## DIRECTIVE
Rewrite every line of the listing below, replacing "Highlight" with "Mark" and changing nothing else. Leave the pictures out of your version.

## RECORDS FOR THE EXERCISE
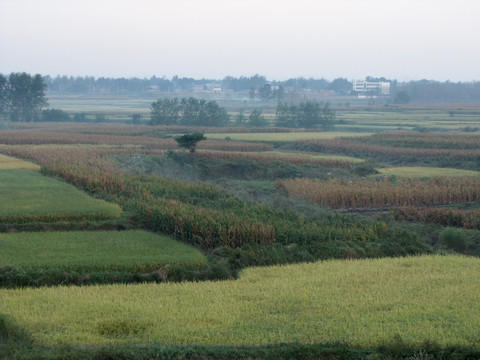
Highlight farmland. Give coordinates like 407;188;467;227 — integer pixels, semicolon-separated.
0;230;206;273
0;98;480;359
0;169;120;223
1;256;480;348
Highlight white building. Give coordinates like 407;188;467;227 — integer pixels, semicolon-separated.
353;81;390;95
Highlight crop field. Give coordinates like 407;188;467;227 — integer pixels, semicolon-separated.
378;166;480;178
0;154;40;170
277;177;480;207
0;230;206;272
0;169;121;223
205;132;370;142
0;256;480;348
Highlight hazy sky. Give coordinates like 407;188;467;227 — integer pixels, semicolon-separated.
0;0;480;81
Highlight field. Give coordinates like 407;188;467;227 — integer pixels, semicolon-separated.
205;132;371;143
0;154;40;170
0;100;480;360
0;256;480;348
378;166;480;178
0;169;121;223
0;230;206;273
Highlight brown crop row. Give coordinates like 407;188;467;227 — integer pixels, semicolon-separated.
276;177;480;208
195;151;354;169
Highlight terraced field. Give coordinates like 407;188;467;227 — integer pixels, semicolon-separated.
0;169;121;223
0;256;480;348
0;230;207;273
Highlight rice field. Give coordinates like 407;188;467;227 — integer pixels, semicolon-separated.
373;166;480;178
0;169;121;224
0;255;480;348
0;230;207;272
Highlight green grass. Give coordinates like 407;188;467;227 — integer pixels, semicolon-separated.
205;132;371;142
0;256;480;348
0;230;206;272
0;170;121;224
0;154;40;170
373;166;480;178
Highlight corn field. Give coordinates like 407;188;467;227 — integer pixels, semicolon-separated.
276;177;480;208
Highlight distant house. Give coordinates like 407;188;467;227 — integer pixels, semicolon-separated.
207;84;222;93
353;81;390;95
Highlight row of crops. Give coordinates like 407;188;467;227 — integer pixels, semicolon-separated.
0;124;480;359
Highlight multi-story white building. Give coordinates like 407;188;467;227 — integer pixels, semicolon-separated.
353;81;390;95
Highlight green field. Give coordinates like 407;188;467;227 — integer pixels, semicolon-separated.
0;154;40;170
205;132;372;142
0;169;121;223
0;230;206;272
0;256;480;348
374;166;480;178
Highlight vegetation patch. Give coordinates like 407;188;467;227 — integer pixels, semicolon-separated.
0;256;480;349
0;154;40;170
0;170;121;224
0;230;207;273
378;166;480;178
277;177;480;207
205;132;370;142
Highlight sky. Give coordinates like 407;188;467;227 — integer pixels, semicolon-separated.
0;0;480;82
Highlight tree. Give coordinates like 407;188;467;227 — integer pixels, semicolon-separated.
275;103;297;127
8;72;48;121
258;84;272;101
393;91;410;104
235;110;247;126
248;109;267;127
175;133;207;154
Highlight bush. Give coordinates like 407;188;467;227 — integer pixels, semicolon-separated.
440;227;467;252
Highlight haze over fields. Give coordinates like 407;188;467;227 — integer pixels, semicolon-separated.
0;0;480;82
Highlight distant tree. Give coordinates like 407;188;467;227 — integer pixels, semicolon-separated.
175;133;207;154
275;101;336;130
132;114;142;125
235;110;247;126
275;103;298;127
248;87;256;101
258;84;272;100
40;109;71;122
8;72;48;121
150;98;181;125
248;109;267;127
393;91;410;104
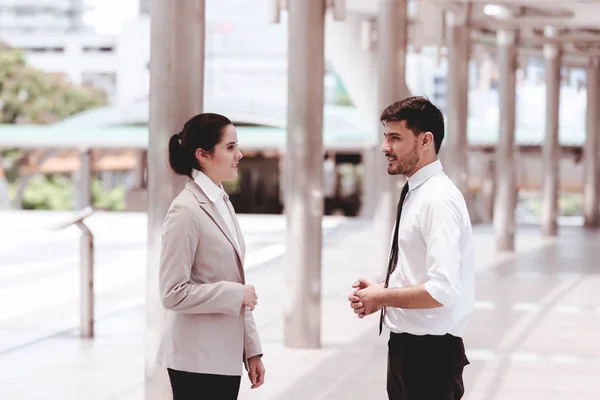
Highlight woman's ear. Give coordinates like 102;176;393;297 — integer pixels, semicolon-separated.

## ANSWER
Mark farmland. Give coordinates like 407;188;467;227 — integer pixels, semicolon-separated.
0;230;206;273
0;98;480;359
0;169;120;223
1;256;480;348
Mark white building. Give coordinates like 407;188;467;227 — integer pixels, semicolon-separated.
353;81;390;95
Mark crop field. Give coordinates like 407;188;467;227 — integer pixels, semicolon-separated.
378;166;480;178
0;154;40;170
277;177;480;207
0;230;206;272
0;169;121;223
205;132;370;142
0;256;480;348
Mark hazy sky. Give coordinates like 407;188;467;227 — integer pixels, semicolon-separated.
0;0;480;81
Mark field. Give coordinates like 407;188;467;227 — integer pixels, semicolon-separated.
205;132;371;143
0;154;40;170
0;100;480;360
0;256;480;348
378;166;480;178
0;169;121;223
0;230;206;273
Mark brown crop row. Give coordinates like 407;188;467;227 — integer pixels, semicolon-separated.
276;177;480;208
195;151;354;169
Mark terraced field. Give coordinates like 407;188;467;227 — integer pixels, semicolon-separated.
0;169;121;223
0;256;480;348
0;230;207;273
Mark rice field. Give coordinates like 407;188;467;227 — integer pixels, semicolon-separated.
373;166;480;178
0;169;121;224
0;255;480;348
0;230;207;272
Mark green grass. Give coordinates like 407;188;467;227 — integer pixels, semicolon-separated.
205;132;371;142
0;256;480;348
0;230;206;272
0;170;121;224
0;154;40;170
373;166;480;178
Mark corn field. Give coordinates like 407;188;467;227 — integer pixels, semicolon-separated.
276;177;480;208
Mark distant house. Give coordinates like 407;188;467;227 — integer pixels, semicolon-separated.
207;84;222;93
353;81;390;95
Mark row of crops. Give coordinates like 407;188;467;227 — integer pixels, semicolon-separated.
0;124;480;359
Mark multi-story white building. Give coordinates like 407;188;467;227 — integer pixels, semicolon-separated.
353;81;390;95
Mark green field. Give coordinates like 407;188;467;227 — integer pixels, semicolon-separated.
0;154;40;170
205;132;372;142
0;169;121;223
0;230;206;272
0;256;480;348
374;166;480;178
Mark vegetation patch. Give coordinates like 407;188;467;227 — integer pixels, semicolon-separated.
0;256;480;349
0;154;40;170
0;170;121;224
0;230;207;273
378;166;480;178
277;177;480;207
205;132;370;142
Mark sky. Give coordinates like 407;188;467;227 — integer pixels, semicolon-separated.
0;0;480;82
Mark tree. Give coordinates like 407;188;467;227 — integer pixels, semicolon-separated.
275;103;297;127
8;72;48;121
258;84;272;101
393;91;410;104
235;110;247;126
248;109;267;127
175;133;207;154
Mark bush. Give coordinates like 407;188;467;227 — integer pixels, semicolon-separated.
440;227;467;252
Mark haze over fields. Give coordinates like 407;188;467;227 — integer pixels, semicolon-separated.
0;0;480;82
Mark distant tree. Give coordinates like 407;188;467;227 — integer pixels, semicolon-separated.
175;133;207;154
275;101;336;130
132;114;142;125
235;110;247;126
275;103;298;127
248;87;256;101
258;84;272;100
40;109;71;122
8;72;48;121
150;98;181;125
248;109;267;127
393;91;410;104
Mark woman's ear. Give coordinates like 102;176;393;297 — integer pixels, semicolon-separated.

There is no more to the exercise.